» **Teks Halaman**:
-- -- --
Salin Artikel

Kisah Guru Honorer Didiskriminasi, dari Dibully hingga Dilukai, PGRI: PPPK Total Belum Saatnya

BANDUNG, KOMPAS.com - Ketua Pengurus Besar PGRI, Dudung Nurullah Koswara menceritakan pengalamannya mengurus masalah guru honorer.

"Sebagai pendidik, pengalaman mengurus masalah guru, saya tahu persis bahwa di sejumlah anak didik guru pun dibedakan," ujar Dudung dalam tulisan yang dikirimkannya ke Kompas.com, Sabtu (2/1/2021).

Dudung menjelaskan, ada dua tingkatan, yakni guru PNS dan guru honorer. Anak didik tahu persis status tersebut.

Anehnya, status ini berpengaruh pada perlakuan yang oknum siswa dan orangtua. Mereka memperlakukan guru honorer dan guru PNS dengan berbeda.

"Faktanya ada diskriminasi perlakuan oknum anak didik, orangtua, dan publik pada entitas guru honorer," tutur dia.

Bagaimana guru honorer terutama di jenjang menengah di-bully, dilukai, bahkan dibunuh. Ia pun pernah mengurusi seorang guru muda honorer bernama AG tahun 2015.

Wajah AG sobek terkena pecahan kacamata karena dipukuli anak didiknya.

"Hampir di semua daerah kasus diskriminasi ini terjadi. Data akurat kuantitatifnya sulit. Tapi ada guru yang dilukai, dipukuli, dicukuri, dibunuh. Ini representasi gunung es," tutur dia.
-- -- --
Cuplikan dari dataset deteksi
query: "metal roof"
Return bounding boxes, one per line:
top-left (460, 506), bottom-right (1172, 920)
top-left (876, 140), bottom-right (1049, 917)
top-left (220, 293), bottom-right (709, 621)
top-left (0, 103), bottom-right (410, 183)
-- -- --
» **Latihan 1**:
Ketik ulang bagian artikel tentang guru honorer, mulai dari "Salin Artikel" dan terus hingga "Kompas.com, Sabtu (2/1/2021).".
» **Latihan 2**:
Sebutkan semua perlakuan terhadap guru yang disebut Dudung dalam kutipan terakhir artikel tentang guru honorer.
Data ini merupakan bahan tersendiri yang terpisah dari artikel tentang guru honorer.

» **Jawaban Lengkap 1**:
Salin Artikel

Kisah Guru Honorer Didiskriminasi, dari Dibully hingga Dilukai, PGRI: PPPK Total Belum Saatnya

BANDUNG, KOMPAS.com - Ketua Pengurus Besar PGRI, Dudung Nurullah Koswara menceritakan pengalamannya mengurus masalah guru honorer.

"Sebagai pendidik, pengalaman mengurus masalah guru, saya tahu persis bahwa di sejumlah anak didik guru pun dibedakan," ujar Dudung dalam tulisan yang dikirimkannya ke Kompas.com, Sabtu (2/1/2021).

» **Jawaban Lengkap 2**:
- dilukai
- dipukuli
- dicukuri
- dibunuh